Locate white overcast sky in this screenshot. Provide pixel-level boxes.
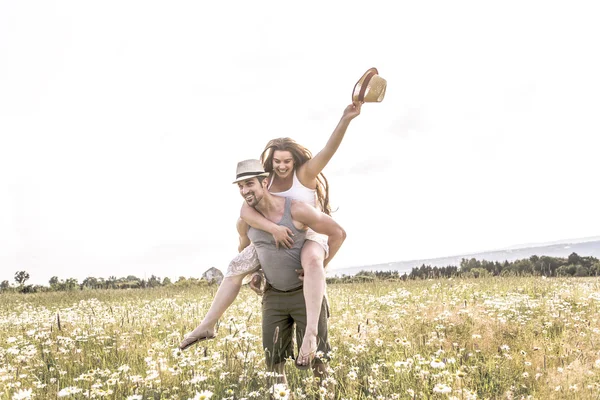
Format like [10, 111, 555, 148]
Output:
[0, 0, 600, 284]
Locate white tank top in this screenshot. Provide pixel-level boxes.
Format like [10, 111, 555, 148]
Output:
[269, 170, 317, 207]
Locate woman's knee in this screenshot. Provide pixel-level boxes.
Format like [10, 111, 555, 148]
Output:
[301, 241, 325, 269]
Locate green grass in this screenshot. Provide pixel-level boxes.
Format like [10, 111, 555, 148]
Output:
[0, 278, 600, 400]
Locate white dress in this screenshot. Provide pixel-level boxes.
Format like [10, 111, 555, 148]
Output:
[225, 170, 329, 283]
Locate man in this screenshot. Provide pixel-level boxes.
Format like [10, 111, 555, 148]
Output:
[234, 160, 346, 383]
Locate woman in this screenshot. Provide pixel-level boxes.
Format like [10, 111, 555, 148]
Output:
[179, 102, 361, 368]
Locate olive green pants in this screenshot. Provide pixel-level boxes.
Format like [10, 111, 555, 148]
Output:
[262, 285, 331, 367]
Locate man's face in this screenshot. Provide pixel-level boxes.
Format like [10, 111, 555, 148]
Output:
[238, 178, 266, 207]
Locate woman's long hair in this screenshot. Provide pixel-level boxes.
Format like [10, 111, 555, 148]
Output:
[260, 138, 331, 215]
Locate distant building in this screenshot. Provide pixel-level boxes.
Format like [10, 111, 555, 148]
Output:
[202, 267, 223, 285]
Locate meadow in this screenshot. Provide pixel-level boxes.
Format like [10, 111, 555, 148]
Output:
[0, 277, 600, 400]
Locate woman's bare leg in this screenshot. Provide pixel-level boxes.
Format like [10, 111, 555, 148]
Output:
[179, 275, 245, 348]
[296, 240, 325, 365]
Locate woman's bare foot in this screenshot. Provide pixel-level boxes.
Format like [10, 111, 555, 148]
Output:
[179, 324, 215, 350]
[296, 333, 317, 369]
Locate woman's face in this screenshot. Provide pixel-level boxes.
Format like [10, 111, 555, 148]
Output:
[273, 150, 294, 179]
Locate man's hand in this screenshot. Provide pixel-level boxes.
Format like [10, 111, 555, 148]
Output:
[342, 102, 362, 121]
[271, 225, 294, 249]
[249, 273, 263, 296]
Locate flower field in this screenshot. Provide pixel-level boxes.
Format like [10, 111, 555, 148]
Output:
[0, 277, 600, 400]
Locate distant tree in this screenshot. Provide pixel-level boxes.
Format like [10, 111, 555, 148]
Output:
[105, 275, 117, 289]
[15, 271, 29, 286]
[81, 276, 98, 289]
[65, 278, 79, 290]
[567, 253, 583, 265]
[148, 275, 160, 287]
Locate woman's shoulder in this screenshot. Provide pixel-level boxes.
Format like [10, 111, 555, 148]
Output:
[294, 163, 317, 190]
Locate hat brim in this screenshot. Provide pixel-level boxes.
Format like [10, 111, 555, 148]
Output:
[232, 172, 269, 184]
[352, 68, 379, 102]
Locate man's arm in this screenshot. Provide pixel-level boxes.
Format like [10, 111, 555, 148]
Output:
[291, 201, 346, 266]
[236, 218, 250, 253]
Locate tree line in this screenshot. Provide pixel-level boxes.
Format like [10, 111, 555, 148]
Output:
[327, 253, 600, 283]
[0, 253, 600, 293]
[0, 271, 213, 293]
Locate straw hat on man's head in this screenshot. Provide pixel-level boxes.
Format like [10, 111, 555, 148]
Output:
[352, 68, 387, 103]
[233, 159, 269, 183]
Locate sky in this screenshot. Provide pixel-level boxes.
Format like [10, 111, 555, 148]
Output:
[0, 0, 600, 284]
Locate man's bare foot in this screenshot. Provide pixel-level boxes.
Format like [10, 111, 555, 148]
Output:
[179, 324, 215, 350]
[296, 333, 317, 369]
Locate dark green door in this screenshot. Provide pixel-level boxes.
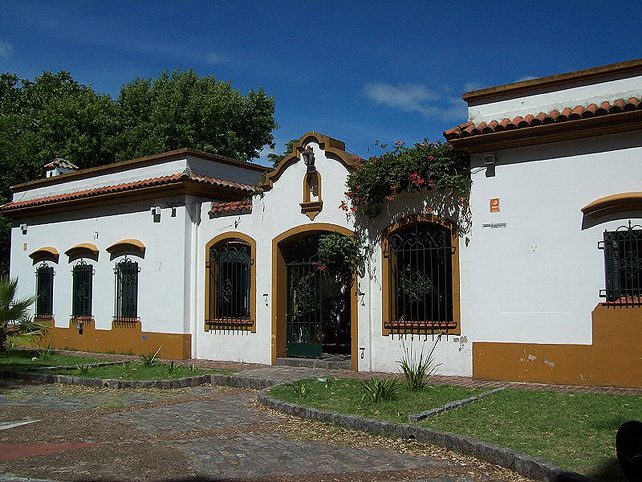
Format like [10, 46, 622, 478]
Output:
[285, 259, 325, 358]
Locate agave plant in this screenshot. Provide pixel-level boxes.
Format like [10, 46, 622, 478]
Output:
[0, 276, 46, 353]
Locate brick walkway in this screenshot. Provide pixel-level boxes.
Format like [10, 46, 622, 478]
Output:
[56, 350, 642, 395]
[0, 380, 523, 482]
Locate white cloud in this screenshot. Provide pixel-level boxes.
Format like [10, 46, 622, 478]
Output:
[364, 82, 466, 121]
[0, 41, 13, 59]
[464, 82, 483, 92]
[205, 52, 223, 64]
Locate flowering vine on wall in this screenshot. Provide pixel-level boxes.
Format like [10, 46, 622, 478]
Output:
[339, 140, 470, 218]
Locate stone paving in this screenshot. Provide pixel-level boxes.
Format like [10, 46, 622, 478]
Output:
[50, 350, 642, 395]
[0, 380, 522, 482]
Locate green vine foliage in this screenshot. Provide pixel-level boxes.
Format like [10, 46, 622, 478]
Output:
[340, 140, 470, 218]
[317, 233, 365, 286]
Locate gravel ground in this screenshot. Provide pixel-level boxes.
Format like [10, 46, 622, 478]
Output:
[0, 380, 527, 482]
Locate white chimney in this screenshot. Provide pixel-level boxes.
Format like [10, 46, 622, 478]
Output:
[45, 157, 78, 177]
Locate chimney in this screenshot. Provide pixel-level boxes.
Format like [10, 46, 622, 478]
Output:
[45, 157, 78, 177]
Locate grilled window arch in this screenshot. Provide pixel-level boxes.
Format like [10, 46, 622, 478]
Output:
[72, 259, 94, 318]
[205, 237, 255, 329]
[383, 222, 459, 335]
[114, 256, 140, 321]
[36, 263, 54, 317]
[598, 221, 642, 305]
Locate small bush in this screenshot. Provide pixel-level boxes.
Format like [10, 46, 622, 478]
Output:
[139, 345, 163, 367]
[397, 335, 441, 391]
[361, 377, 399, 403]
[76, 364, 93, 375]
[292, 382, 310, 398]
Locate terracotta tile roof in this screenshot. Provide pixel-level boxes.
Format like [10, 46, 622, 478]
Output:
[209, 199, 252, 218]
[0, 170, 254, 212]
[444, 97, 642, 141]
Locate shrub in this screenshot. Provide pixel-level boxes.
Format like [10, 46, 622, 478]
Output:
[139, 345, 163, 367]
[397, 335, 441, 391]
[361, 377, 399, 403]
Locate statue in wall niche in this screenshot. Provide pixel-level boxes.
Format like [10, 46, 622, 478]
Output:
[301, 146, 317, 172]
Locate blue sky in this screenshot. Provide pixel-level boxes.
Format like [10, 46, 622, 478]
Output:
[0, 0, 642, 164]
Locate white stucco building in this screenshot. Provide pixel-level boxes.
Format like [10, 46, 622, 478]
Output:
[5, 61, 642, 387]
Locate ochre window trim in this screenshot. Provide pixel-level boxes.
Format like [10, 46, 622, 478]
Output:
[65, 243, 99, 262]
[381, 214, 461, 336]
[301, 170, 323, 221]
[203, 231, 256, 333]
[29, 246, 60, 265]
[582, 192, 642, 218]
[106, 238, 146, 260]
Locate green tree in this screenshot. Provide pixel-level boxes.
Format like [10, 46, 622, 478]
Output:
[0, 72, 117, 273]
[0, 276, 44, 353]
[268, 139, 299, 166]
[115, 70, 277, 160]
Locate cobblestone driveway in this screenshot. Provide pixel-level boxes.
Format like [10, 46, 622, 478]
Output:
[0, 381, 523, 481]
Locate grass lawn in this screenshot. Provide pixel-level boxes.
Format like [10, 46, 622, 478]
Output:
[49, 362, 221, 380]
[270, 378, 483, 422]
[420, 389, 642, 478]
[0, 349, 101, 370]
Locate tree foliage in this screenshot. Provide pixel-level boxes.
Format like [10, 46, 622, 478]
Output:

Your instructions » Reproduce the stretch of the listing from the line containing "Locate brick walkway" through the line containing "[301, 146, 317, 172]", replacing "screenshot" with "image" and leaving everything else unchanged.

Solution to this task »
Locate brick walkway in this image. Provide pixel-level boxes.
Format like [10, 46, 622, 478]
Output:
[56, 350, 642, 395]
[0, 380, 523, 482]
Locate white cloud in this image. Provide pixel-level boxes.
Format like [10, 46, 622, 478]
Output:
[364, 82, 466, 121]
[0, 41, 13, 59]
[464, 82, 483, 92]
[205, 52, 223, 64]
Locate flowering vine on wall in this image. Provide pixel-level boxes.
Format like [10, 46, 622, 478]
Output:
[339, 140, 470, 218]
Locate stone paving in this image. Provide pixel-level boxes.
Format like [10, 46, 622, 478]
Output:
[50, 350, 642, 395]
[0, 380, 522, 482]
Locate green vine foliage in this image. Provide pixel-level boxes.
Format like [10, 46, 622, 478]
Output:
[340, 140, 470, 218]
[317, 233, 365, 286]
Locate gravel ground in this image. Provide pixel-level boxes.
Format like [10, 46, 622, 478]
Output:
[0, 380, 527, 482]
Locate white chimney in this image. Provide pixel-level boxes.
Format like [10, 46, 622, 478]
Output:
[45, 157, 78, 177]
Locate chimney in this image. Provide pixel-level boxes.
Format like [10, 46, 622, 478]
Output:
[45, 157, 78, 177]
Locate grilled window arch in this image. Provide pixel-level boxes.
Format like [10, 46, 622, 478]
Output:
[72, 259, 94, 318]
[205, 237, 255, 329]
[383, 222, 459, 335]
[114, 256, 140, 321]
[36, 263, 54, 317]
[598, 221, 642, 305]
Locate small bush in this image. Provide pixel-level boxes.
Format like [10, 46, 622, 478]
Output:
[139, 345, 163, 367]
[397, 335, 441, 391]
[361, 377, 399, 403]
[76, 364, 93, 375]
[292, 382, 310, 398]
Locate terracotta tile roof in this image. Provide pixel-level boxes.
Format like [10, 46, 622, 478]
Output:
[209, 199, 252, 218]
[0, 170, 254, 212]
[444, 97, 642, 141]
Locate shrub in this image. Provide pixel-level boxes.
Format like [10, 46, 622, 478]
Output:
[139, 345, 163, 367]
[397, 335, 441, 391]
[361, 377, 399, 403]
Locate statue in wall niche in this image. Provide pixel-level boxes.
Format like [10, 46, 622, 478]
Output:
[301, 146, 317, 172]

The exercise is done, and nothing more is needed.